Write out the full set of records below exactly.

**** Data excerpts

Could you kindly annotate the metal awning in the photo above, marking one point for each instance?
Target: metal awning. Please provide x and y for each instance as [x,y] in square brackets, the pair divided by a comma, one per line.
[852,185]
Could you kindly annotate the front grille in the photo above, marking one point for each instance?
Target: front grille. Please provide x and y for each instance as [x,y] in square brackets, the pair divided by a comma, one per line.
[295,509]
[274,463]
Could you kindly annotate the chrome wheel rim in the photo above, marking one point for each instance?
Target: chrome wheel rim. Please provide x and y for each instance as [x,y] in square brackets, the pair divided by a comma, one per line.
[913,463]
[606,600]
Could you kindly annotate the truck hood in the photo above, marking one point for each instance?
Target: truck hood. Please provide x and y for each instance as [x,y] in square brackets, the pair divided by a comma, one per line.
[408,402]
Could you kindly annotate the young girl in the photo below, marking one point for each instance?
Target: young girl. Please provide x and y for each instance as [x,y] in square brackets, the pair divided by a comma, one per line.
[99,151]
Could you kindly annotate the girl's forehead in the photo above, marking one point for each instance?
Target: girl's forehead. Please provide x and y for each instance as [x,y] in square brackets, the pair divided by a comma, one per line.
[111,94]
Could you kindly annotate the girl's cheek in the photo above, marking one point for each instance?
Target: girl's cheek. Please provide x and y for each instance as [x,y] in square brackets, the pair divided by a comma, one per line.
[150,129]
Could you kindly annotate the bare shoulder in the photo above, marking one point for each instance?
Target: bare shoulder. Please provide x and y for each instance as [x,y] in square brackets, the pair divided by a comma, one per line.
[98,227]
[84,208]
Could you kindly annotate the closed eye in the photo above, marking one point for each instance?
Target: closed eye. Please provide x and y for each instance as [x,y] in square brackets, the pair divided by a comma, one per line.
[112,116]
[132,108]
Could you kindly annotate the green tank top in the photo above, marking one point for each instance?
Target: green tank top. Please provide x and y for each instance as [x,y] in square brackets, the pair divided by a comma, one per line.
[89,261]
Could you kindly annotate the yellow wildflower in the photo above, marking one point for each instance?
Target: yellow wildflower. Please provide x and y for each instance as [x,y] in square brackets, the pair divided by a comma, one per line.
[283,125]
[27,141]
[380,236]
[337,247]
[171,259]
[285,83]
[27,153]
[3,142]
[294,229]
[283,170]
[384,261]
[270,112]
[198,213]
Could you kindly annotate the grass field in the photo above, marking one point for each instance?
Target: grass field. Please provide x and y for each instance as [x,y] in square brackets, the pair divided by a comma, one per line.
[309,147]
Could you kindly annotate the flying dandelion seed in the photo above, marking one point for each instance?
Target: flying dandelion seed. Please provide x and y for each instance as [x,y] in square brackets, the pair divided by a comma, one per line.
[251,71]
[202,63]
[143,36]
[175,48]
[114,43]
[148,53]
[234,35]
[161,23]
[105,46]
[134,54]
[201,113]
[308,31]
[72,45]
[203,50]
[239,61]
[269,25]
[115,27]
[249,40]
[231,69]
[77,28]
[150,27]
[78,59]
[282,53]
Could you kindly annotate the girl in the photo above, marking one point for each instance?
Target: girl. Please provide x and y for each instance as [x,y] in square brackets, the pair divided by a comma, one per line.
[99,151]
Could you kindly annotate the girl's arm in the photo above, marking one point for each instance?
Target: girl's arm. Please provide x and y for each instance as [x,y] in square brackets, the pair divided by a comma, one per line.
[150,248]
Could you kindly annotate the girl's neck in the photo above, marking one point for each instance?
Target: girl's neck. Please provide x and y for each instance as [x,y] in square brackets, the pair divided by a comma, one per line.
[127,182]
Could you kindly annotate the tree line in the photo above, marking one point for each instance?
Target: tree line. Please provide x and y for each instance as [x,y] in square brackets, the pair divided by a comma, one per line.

********

» **Solution to the problem**
Could you kindly annotate the metal awning in the photo above, marking one point for each instance?
Target: metal awning. Please provide x and y for each instance as [x,y] in square brackets, the pair divided by a comma, one per line.
[852,185]
Could you kindly annotate the front grille in the photo above, marking one point for each instance?
Target: front grille. Please provide x and y for each instance as [x,y] in square brackets, the pair divided by a comma, one per line.
[295,509]
[274,463]
Could you kindly annotate the chrome wheel rim in the photo above, marking one point for each instance?
Target: chrome wheel rim. Please provide x and y for each instance as [x,y] in square brackets, the pair divided by a comma, one per line.
[913,463]
[606,600]
Could you kindly annotate the truck hood in the photo above, marking one point for each instance?
Target: truck hood. Please provide x and y for each instance as [x,y] in square brackets, the pair divided by a comma, one per line.
[408,402]
Could you kindly annotate the young girl in the photo below, marking one point for each instance?
Target: young girl. Please provide x and y for each instance as [x,y] in square brackets, the pair divided by a comma, one per line.
[99,151]
Could you kindly annotate the girl's forehead in the photo above, marking one point for each instance?
Target: girl's forehead. Please provide x and y for each instance as [x,y] in square brackets, the pair divided by a comma, one per line.
[111,94]
Could you kindly annotate the girl's cheek in the photo above, marking one point for each instance?
Target: girl's cheek. Please provide x and y for each instance as [x,y] in square brackets, the pair divided by a comma, one per line.
[150,129]
Could you kindly annotate the bare shoulder in the photo above, marking one point for each instance?
Target: bare shoulder. Please provide x and y for each instance as [x,y] in square brackets, the pair divided by a comma, one per line.
[98,227]
[84,208]
Could you kindly annotate the closed eye in the photo above, marking one point for each instance?
Target: closed eye. Please provide x and y for each instance as [x,y] in square brackets, the pair divided by a comma, one per line.
[112,116]
[132,108]
Could you kindly annotate the green tank top in the photo above, marking one point for each instance?
Target: green tank top. Please provide x and y for each instance as [x,y] in square brackets, the pair divided by a comma, one per line.
[89,261]
Could you kindly annotate the yellow wildflower in the photo above, marking one point for each instance?
Target: yellow wildflower. Please provide x and y for each instance as [x,y] in square brackets, the pair divided by a comma, one per line.
[283,125]
[27,141]
[380,236]
[337,247]
[171,259]
[285,83]
[27,153]
[3,142]
[294,229]
[283,170]
[384,261]
[270,112]
[198,213]
Could you kindly annotate the grass field in the photo above, marking one point for each instance?
Target: grass field. Please provide x and y for each instance as [x,y] in square brackets, the pair divided by a comma, one per line.
[309,147]
Could you kindly annotate the flying dandelion seed in the photo above, marking one point for each instance?
Target: flying dandelion seed. Please provide x and y for each instance as [x,y] in square brackets, the pair divided by a comma, one per line.
[251,71]
[202,63]
[143,36]
[175,48]
[114,43]
[148,53]
[234,35]
[161,23]
[105,46]
[134,54]
[201,113]
[308,31]
[72,45]
[203,50]
[239,61]
[269,25]
[115,27]
[249,40]
[231,69]
[77,28]
[150,27]
[78,59]
[282,53]
Could you kindly annotate the girl in the photo above, marking one point for each instance?
Target: girl. Please provide x and y for each instance as [x,y] in square brackets, the pair divided by a comma, one per line.
[99,151]
Could you kindly annotate the girl's arm in the photo above, marking one point for each instance?
Target: girl's arm. Please provide x and y for each instance as [x,y] in square brackets, the pair divided by a comma, one per line.
[150,248]
Could you kindly annotate the girl's neck in the photo above, marking one point for each instance?
Target: girl's neck. Please provide x and y for each instance as [x,y] in square brackets, the pair divided by a comma, one per line.
[127,182]
Could you kindly annotate the tree line in the photo above, marking one point for each instance?
Target: tree line. Please provide x and y for each instance as [x,y] in square brackets, the pair divided by a comma, one per line.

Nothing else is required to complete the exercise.